> Short task:
Rewrite the material below, replacing each "you see" with "that is visible" and leaving everything else unchanged.

(Box-labeled dataset excerpts)

------------------------

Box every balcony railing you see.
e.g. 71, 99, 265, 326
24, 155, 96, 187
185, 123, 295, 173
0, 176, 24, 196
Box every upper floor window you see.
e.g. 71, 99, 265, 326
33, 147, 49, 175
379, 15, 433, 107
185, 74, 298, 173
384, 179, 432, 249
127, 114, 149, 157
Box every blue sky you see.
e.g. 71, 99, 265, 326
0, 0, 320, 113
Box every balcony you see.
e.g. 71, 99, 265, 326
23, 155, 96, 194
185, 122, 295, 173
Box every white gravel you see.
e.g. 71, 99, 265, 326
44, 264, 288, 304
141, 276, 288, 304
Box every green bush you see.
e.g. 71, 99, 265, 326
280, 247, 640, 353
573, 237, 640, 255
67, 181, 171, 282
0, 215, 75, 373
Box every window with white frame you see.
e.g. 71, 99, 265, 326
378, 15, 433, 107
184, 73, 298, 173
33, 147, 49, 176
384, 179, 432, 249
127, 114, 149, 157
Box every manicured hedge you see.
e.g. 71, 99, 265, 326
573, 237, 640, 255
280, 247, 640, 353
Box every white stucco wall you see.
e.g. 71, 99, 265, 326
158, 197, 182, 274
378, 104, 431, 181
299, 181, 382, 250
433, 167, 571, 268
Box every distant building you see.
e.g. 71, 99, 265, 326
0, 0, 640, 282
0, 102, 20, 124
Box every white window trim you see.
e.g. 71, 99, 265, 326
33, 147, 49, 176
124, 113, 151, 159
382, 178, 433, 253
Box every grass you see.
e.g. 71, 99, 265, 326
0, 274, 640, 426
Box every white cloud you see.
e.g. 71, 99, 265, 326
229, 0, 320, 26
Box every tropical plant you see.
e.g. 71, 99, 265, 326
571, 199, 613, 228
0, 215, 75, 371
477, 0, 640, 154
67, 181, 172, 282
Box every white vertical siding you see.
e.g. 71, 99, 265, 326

------------------------

> Written reply:
Box every balcony railing that is visible.
e.g. 71, 99, 265, 326
24, 155, 96, 187
185, 123, 295, 173
0, 176, 24, 196
Box every upper floor window that is visible.
e.g. 71, 99, 265, 326
33, 147, 49, 175
379, 15, 433, 107
185, 74, 298, 173
384, 179, 432, 249
127, 114, 149, 157
Box every blue sky that is visible.
e.g. 71, 99, 265, 326
0, 0, 320, 113
Box every balcony that is visible.
e.g. 71, 99, 265, 326
23, 155, 96, 194
185, 122, 295, 173
Box every white gravel that is visible.
e.g. 71, 99, 265, 326
44, 264, 288, 304
141, 276, 288, 304
Box every green bush that is visible.
e.g. 71, 99, 265, 326
280, 247, 640, 353
573, 237, 640, 255
67, 181, 171, 282
0, 215, 75, 373
Box every window with white frame that is visible.
e.g. 71, 99, 265, 326
378, 15, 433, 107
184, 73, 298, 173
33, 147, 49, 176
384, 179, 432, 249
127, 114, 149, 157
Box every manicured hedge that is visible.
e.g. 71, 99, 265, 326
573, 237, 640, 255
280, 247, 640, 353
Box every white stucco wall that is visible.
e.g. 71, 99, 265, 326
158, 197, 182, 274
378, 104, 431, 181
299, 181, 382, 250
433, 167, 571, 268
Box every distant building that is visible.
e.g. 71, 99, 265, 326
0, 0, 640, 282
0, 102, 20, 124
Box every white window trim that is visible.
e.g. 71, 99, 265, 326
33, 147, 49, 176
124, 113, 151, 159
382, 178, 433, 253
Box every grass that is visible.
e.g. 71, 99, 265, 326
0, 274, 640, 426
Box every white cloud that is visible.
e.g. 71, 99, 265, 326
229, 0, 320, 26
Box every tropical plant that is visible.
e.g. 71, 99, 265, 326
571, 199, 613, 228
0, 215, 75, 371
477, 0, 640, 154
67, 181, 172, 282
Box every white vertical siding that is visible.
e.g. 71, 99, 265, 326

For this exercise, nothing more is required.